Task description:
Beginning with the line containing "Identify every instance of the beige" and ending with the last line of the entries below, copy each line exactly and nothing else.

- Opening Delimiter -

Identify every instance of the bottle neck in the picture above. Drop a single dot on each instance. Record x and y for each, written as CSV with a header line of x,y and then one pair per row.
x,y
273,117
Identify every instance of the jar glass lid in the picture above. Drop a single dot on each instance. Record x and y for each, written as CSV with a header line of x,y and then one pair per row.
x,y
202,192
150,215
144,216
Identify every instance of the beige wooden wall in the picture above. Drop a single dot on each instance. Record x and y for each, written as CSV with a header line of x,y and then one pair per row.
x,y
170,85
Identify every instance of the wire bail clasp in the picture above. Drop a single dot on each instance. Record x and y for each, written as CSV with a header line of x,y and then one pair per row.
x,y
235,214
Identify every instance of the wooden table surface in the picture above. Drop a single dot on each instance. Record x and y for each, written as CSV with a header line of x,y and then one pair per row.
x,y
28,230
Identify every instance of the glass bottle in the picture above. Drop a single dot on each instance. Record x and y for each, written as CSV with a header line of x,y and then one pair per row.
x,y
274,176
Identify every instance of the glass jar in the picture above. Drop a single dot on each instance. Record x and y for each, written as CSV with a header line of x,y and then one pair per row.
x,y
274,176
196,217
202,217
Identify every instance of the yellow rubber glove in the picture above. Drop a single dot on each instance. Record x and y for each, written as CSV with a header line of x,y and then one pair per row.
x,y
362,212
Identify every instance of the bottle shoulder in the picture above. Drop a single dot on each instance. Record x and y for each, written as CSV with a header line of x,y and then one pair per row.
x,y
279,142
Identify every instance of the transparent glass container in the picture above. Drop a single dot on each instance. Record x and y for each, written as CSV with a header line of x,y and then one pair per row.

- Closing Delimiter -

Written response:
Identify every instance of the beige wooden wall in the picture above. Drop a single dot on each instance. Record x and y for each, written as CSV with a header line of x,y and then one pair per row.
x,y
170,85
Identify every instance of the wire bail clasp in the picture above. Drop a single dot on each instance. Record x and y for each, written as CSV with a header line of x,y and then one pair per row.
x,y
235,214
Identify every instance of the wooden table surface in the picture above. Drop a single dot on each instance. Record x and y for each, written as CSV with a header line of x,y and then one pair per row.
x,y
28,230
Identify every instance of the glass bottle in the picture above. Drop a single dot on each instance. Record x and y for each, written as CSV with a header line of x,y and then one pair per row.
x,y
274,176
Identify every instance of the glass jar in the picture above. Drop a single dot on each instance. Record x and y for each, written as CSV with a header line of x,y and then one pair per row.
x,y
274,176
196,217
202,217
Identify every instance of the yellow rubber glove in the picture above. Drop a single dot on each instance. Record x and y for each, written as CSV with a header line of x,y and then one pair per row.
x,y
362,212
Identify every instance of the bottle shoulder in the picture above. Drop a single dot on each instance. Record x and y for each, written as CSV with a header line of x,y and then one pair per row.
x,y
279,142
Identify every instance of the transparent glass container in the picture above. Drop a single dot on each instance. Record x and y for each, written as CSV with a header line of x,y and then one pair per row.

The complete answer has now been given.